* **What is required**:
Reproduce the entries below without any change, from the line containing "of the branching" through the last line of the entries, both ends included.

* **Supplied records**:
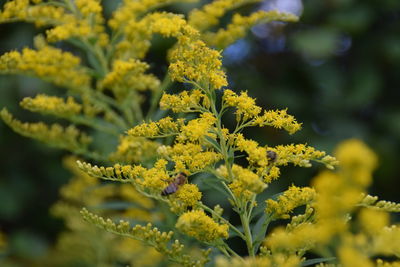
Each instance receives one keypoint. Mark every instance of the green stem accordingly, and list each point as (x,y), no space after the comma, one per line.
(156,96)
(223,219)
(261,235)
(83,120)
(247,232)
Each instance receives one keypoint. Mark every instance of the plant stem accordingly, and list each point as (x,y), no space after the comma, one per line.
(247,232)
(223,219)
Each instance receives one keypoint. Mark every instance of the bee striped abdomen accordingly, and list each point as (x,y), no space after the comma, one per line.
(170,189)
(179,180)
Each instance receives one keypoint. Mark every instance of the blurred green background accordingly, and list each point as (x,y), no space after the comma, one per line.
(337,71)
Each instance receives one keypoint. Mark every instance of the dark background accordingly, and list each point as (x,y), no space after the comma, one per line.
(337,71)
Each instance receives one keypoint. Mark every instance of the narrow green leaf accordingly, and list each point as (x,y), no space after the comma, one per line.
(316,261)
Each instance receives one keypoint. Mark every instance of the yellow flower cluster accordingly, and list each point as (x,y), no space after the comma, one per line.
(133,149)
(128,76)
(164,127)
(193,101)
(240,24)
(292,198)
(191,157)
(193,61)
(246,107)
(188,195)
(48,63)
(245,183)
(132,10)
(3,241)
(257,155)
(271,261)
(52,105)
(41,15)
(87,22)
(200,226)
(69,138)
(337,198)
(209,15)
(154,180)
(301,155)
(278,119)
(373,203)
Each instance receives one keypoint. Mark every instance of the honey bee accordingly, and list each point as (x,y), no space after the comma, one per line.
(179,180)
(271,155)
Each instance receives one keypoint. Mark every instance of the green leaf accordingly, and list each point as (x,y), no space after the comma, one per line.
(215,184)
(214,143)
(258,226)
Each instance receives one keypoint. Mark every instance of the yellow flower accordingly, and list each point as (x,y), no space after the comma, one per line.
(164,127)
(246,107)
(69,138)
(245,183)
(257,156)
(128,76)
(194,61)
(200,226)
(241,24)
(48,63)
(190,157)
(278,119)
(197,129)
(133,149)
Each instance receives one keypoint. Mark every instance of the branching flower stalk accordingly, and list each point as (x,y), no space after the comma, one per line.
(163,136)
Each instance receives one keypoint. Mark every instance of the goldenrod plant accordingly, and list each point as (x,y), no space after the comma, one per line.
(173,138)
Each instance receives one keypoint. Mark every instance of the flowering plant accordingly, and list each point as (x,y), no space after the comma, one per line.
(111,92)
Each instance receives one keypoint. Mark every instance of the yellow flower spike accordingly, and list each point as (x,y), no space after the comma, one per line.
(155,179)
(52,105)
(188,195)
(209,15)
(48,63)
(278,119)
(301,155)
(190,157)
(246,183)
(41,15)
(387,242)
(200,226)
(88,23)
(257,156)
(133,149)
(195,62)
(164,127)
(197,129)
(69,138)
(246,107)
(289,200)
(132,10)
(241,24)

* **Solution to this problem**:
Each instance receives one keypoint. Mark every instance of the branching flower stalk accordingly, and list each point as (x,y), no space after the comma, one per line.
(163,136)
Each instance receives one keypoint. Mark every instance of the goldenrod plant accordingly, and list each point as (x,y), no space after the comma, one per line.
(173,138)
Each instance receives one keypoint. Mark every instance of the flowering plant accordingly, and list each point as (x,y), no space after the comma, one per line.
(111,92)
Each instance receives one keypoint. Mark every instance of the yellow flower spike accordingly, and list each point as (x,y), no space after the comma, one per line.
(155,179)
(52,105)
(188,195)
(209,15)
(48,63)
(278,119)
(301,155)
(190,157)
(246,183)
(41,15)
(387,242)
(200,226)
(88,23)
(257,156)
(133,149)
(195,62)
(164,127)
(197,129)
(69,138)
(246,107)
(289,200)
(132,10)
(241,24)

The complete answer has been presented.